- WHAT TO WORK ON -
#1 According to the passage on capital investment and cash flow, how much cash was held at the end of the second quarter of 2021?
#2 Pick up the passage on capital investment and cash flow after its last sentence and continue it.

- READING TEXT -
*** Block opens ***

Key inputs into determining our planned capital investment are the amount of
cash we hold and operating cash flow we expect to generate over the next one to
three or more years. At the end of the second quarter of 2021, we held
approximately $1.5 billion of cash, inclusive of $191 million of cash restricted
primarily for retained obligations related to divested assets. Our operating
cash flow forecasts are sensitive to many variables and include a measure of
uncertainty as these variables may differ from our expectations.

Commodity Prices - The most uncertain and volatile variables for our operating
cash flow are the prices of the oil, gas and NGLs we produce and sell. Prices
are determined primarily by prevailing market conditions. Regional and worldwide
economic activity, weather and other highly variable factors influence market
conditions for these products. These factors, which are difficult to predict,
create volatility in prices and are beyond our control.

To mitigate some of the risk inherent in prices, we utilize various derivative
financial instruments to protect a portion of our production against downside
price risk. We hedge our production in a manner that systematically places
hedges for several quarters in advance, allowing us to maintain a disciplined
risk management program as it relates to commodity price volatility. We
supplement the systematic hedging program with discretionary hedges that take
advantage of favorable market conditions. The key terms to our oil, gas and NGL
derivative financial instruments as of June 30, 2021 are presented in   Note
3   in "Part I. Financial Information - Item 1. Financial Statements" of this
report.

Further, when considering the current commodity price environment and our
current hedge position, we expect to achieve our capital investment priorities.
Additionally, as commodity prices have increased, we remain committed to a
maintenance capital program for the foreseeable future. We do not intend to add
any growth projects until market fundamentals recover, excess inventory clears
up and OPEC+ curtailed volumes are effectively absorbed by the world markets.

Operating Expenses - Commodity prices can also affect our operating cash flow
through an indirect effect on operating expenses. Significant commodity price
decreases can lead to a decrease in drilling and development activities. As a
result, the demand and cost for people, services, equipment and materials may
also decrease, causing a positive impact on our cash flow as the prices paid for
services and equipment decline. However, the inverse is also generally true
during periods of rising commodity prices.

*** Block closes ***

- INFORMATION GIVEN -
*** Block opens ***

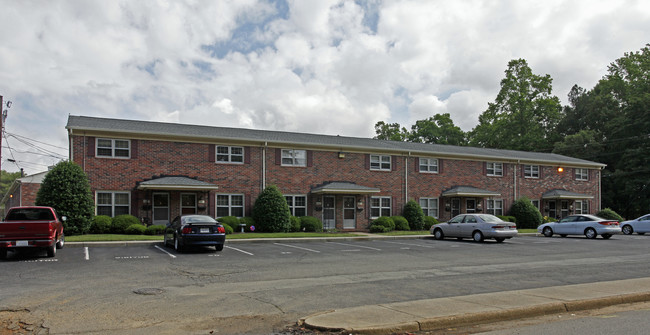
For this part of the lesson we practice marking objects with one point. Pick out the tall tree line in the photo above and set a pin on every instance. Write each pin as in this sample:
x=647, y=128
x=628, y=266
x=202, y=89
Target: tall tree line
x=609, y=123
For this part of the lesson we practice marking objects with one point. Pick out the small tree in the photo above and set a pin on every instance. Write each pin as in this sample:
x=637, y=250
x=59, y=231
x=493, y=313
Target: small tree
x=271, y=211
x=67, y=190
x=414, y=215
x=527, y=215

*** Block closes ***

- ANSWER LIST -
#1 Approximately $1.5 billion, including $191 million of cash restricted primarily for retained obligations related to divested assets.

#2
Cost savings from synergies resulting from the Merger are expected to be
attained through cost reductions and efficiencies related to our capital
programs, G&A, financing costs and production expenses. We anticipate the
planned $600 million reduction of annualized costs will occur by year-end 2021.
Approximately 35% of the reduced costs are related to our capital programs and
the remainder relate to our operating expenses, including G&A, interest expense
and production expenses.

Restructuring and Transaction Related Costs - The majority of the Merger-related
restructuring and transaction cost cash outflows were paid in the first six
months of 2021 and the remaining costs will be paid mostly over the remaining
six months of 2021. These payments relate to workforce reductions and the
associated employee severance benefits, costs to modify or abandon vendor
contracts and the acceleration of certain employee benefits triggered by the
Merger.

Credit Losses - Our operating cash flow is also exposed to credit risk in a
variety of ways. This includes the credit risk related to customers who purchase
our oil, gas and NGL production, the collection of receivables from our joint
interest partners for their proportionate share of expenditures made on projects
we operate and counterparties to our derivative financial contracts. We utilize
a variety of mechanisms to limit our exposure to the credit risks of our
customers, partners and counterparties. Such mechanisms include, under certain
conditions, requiring letters of credit, prepayments or collateral postings.

Assumption and Repayment of WPX Debt



In conjunction with the Merger closing on January 7, 2021, we assumed a
principal value of $3.3 billion of WPX debt. Subsequent to the Merger closing,
we have reduced our debt by approximately $1.2 billion in the first half of
2021. We expect these redemptions to lower our annual cash net financing costs
by approximately $70 million.

Credit Availability

As of June 30, 2021, we had approximately $3.0 billion of available borrowing
capacity under our Senior Credit Facility. This credit facility supports our
$3.0 billion of short-term credit under our commercial paper program. At June
30, 2021, there were no borrowings under our commercial paper program, and we
were in compliance with the Senior Credit Facility's financial covenant.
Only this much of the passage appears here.